Study text Block Start
March 31, 2010 was my sobriety date. But the truth is, it isn't.
After years of a heavy wine habit, ending at 2+ bottles a night, I knew I was
done drinking. My relapse lasted 11 years. For the last years, I waited every
day to wake up and know that the pain of continuing to drink was more than I
could pay to drink. When that day came, I tried to quit. The shakes, sweats,
and insomnia were more than I could take. If I could have ripped off my skin, I
would have. All I needed was a few days, 3 or so, and I knew I could go from
there. I had done it before, but the first time I quit, I hadn't drunk as much
for as long.
After confessing to my doctor, he gave me 5 days of librium. I took it for 4
days and got my few days. On Day 6, with my husband traveling, I slipped.
Study text Block End
Dataset excerpts Block Start
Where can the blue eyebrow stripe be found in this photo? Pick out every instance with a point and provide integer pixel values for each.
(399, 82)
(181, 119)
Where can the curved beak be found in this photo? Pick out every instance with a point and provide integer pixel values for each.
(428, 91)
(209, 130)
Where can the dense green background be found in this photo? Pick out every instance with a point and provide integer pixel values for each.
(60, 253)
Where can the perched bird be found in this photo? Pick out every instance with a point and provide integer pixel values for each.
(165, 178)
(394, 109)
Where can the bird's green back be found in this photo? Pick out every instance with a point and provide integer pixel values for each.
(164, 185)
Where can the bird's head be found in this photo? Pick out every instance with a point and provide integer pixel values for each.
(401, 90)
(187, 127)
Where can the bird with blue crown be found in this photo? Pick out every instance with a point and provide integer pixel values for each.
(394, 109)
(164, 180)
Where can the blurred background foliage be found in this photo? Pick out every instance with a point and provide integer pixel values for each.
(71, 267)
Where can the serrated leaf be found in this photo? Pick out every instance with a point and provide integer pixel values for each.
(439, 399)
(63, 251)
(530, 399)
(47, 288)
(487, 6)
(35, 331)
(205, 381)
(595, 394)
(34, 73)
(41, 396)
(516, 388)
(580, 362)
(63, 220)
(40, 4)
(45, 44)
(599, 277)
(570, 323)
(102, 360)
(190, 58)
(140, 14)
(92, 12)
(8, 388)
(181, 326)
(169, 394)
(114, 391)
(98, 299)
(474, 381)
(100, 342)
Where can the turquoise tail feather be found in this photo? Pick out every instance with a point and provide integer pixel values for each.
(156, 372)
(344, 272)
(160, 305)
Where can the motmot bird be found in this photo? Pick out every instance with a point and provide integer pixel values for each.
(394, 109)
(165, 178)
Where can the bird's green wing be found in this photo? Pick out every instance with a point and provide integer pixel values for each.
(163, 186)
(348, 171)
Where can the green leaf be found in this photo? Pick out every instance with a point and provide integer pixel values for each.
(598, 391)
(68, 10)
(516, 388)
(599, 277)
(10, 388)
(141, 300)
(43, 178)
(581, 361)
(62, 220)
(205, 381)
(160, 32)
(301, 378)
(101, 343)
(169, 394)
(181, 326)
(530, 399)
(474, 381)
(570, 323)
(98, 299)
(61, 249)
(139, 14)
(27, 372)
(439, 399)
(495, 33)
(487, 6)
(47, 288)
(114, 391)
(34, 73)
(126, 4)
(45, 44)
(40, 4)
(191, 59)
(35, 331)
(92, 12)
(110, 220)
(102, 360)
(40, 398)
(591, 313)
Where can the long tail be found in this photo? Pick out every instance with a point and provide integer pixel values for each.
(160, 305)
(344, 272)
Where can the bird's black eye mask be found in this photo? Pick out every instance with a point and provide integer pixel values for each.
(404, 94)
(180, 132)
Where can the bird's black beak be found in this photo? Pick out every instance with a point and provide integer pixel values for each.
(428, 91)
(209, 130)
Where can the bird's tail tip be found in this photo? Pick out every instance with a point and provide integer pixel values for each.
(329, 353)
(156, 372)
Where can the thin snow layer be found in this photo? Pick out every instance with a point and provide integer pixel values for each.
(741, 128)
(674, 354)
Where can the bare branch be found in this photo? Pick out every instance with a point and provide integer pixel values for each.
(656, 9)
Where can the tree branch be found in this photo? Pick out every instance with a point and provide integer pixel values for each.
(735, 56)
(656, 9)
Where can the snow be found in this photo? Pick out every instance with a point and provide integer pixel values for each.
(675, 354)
Dataset excerpts Block End
### Questions to answer
a) In the sobriety account, rewrite the passage from "March 31, 2010" to "for as long.", replacing "wine" with "vodka".
b) According to the sobriety account, what did the doctor give the writer after the confession?
c) Continue the sobriety account from its last sentence.

### Answers in order
a)
March 31, 2010 was my sobriety date. But the truth is, it isn't.
After years of a heavy vodka habit, ending at 2+ bottles a night, I knew I was
done drinking. My relapse lasted 11 years. For the last years, I waited every
day to wake up and know that the pain of continuing to drink was more than I
could pay to drink. When that day came, I tried to quit. The shakes, sweats,
and insomnia were more than I could take. If I could have ripped off my skin, I
would have. All I needed was a few days, 3 or so, and I knew I could go from
there. I had done it before, but the first time I quit, I hadn't drunk as much
for as long.

b) Five days of librium.

c)
There was a bottle of scotch I intended to take to my mother's house, and
despite loathing scotch, I drank myself stupid. I may have puked. We were
having our house painted, and I awoke the next morning, more hungover than I had
been in years. It was all I could do to open the door, mumble I was sick, and
go upstairs to pass out in the guest room for another six hours. When I awoke,
still miserable, they were gone. I was mortified. I was supposed to be working
from home, but I hadn't even logged in or checked on my team all day. As we
all do, I felt shame and guilt and sick. Librium is supposed to pass out of
your body pretty quickly (it was no accident that it was two whole days after
I'd stopped taking it that I drank), but there still must have been some in me.
I felt like a walking corpse.
And since I had 5 days of sobriety on April 6th, I did what I have always done:
rationalize, minimize, deny, and tell no one. I took that slip and buried it
deep away, put my happy AA face on and stuck with my original sobriety date
story. And while I didn't completely forget it, I didn't take that secret out
and examine it either.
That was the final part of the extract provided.